Records for the task.
-.-.-

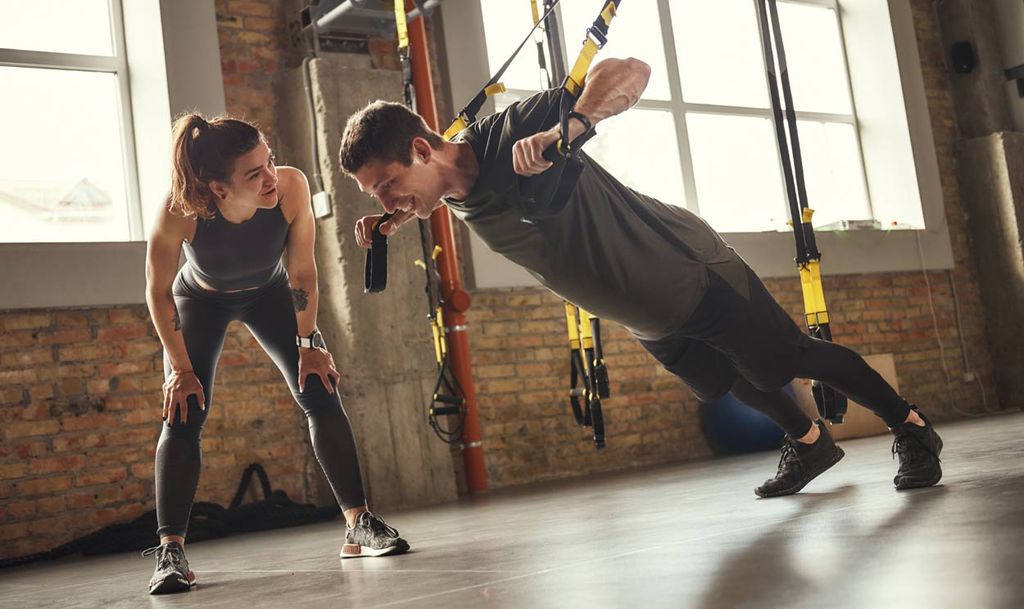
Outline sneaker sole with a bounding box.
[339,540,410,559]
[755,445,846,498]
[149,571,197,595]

-.-.-

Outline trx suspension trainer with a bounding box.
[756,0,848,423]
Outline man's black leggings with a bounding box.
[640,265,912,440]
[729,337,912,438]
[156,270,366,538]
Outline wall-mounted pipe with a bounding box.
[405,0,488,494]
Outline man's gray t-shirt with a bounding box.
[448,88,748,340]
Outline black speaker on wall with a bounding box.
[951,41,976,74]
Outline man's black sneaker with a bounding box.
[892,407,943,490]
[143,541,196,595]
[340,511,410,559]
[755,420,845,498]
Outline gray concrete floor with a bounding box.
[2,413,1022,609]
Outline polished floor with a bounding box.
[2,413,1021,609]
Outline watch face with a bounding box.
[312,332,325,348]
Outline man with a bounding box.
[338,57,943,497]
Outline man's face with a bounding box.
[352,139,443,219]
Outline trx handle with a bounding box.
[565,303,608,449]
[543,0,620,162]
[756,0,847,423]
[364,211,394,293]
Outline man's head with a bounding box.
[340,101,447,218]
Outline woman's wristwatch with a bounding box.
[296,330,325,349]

-.-.-

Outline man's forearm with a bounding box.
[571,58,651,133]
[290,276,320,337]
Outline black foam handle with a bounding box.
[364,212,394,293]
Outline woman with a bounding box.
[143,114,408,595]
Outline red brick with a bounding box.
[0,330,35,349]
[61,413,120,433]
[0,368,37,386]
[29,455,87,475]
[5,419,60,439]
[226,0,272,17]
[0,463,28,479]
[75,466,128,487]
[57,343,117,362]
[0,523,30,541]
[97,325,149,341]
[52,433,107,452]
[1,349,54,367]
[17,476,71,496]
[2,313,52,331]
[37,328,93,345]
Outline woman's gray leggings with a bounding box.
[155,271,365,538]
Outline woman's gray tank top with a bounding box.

-.-.-

Your instructions.
Set down, from the entries above, exactly the lines from the one with "Outline man's forearm with a bounding box." up to and including the one with "Outline woman's gray tank", and no other lines.

Solution below.
Outline man's forearm with a bounding box.
[571,58,651,133]
[290,276,320,337]
Outline black foam handle with a bounding box.
[364,212,394,293]
Outline woman with a bounding box.
[143,114,408,595]
Outline red brick with a bounding box.
[0,330,35,349]
[61,413,120,433]
[0,368,37,386]
[29,455,87,475]
[5,419,60,439]
[226,0,272,17]
[0,463,28,479]
[75,466,128,487]
[57,343,117,362]
[0,523,30,541]
[97,325,149,341]
[52,433,107,452]
[1,349,54,367]
[17,476,71,496]
[2,313,52,331]
[37,328,93,345]
Outline woman's gray leggings with a bounding box.
[155,271,365,538]
Outline woman's gray tank top with a bounding box.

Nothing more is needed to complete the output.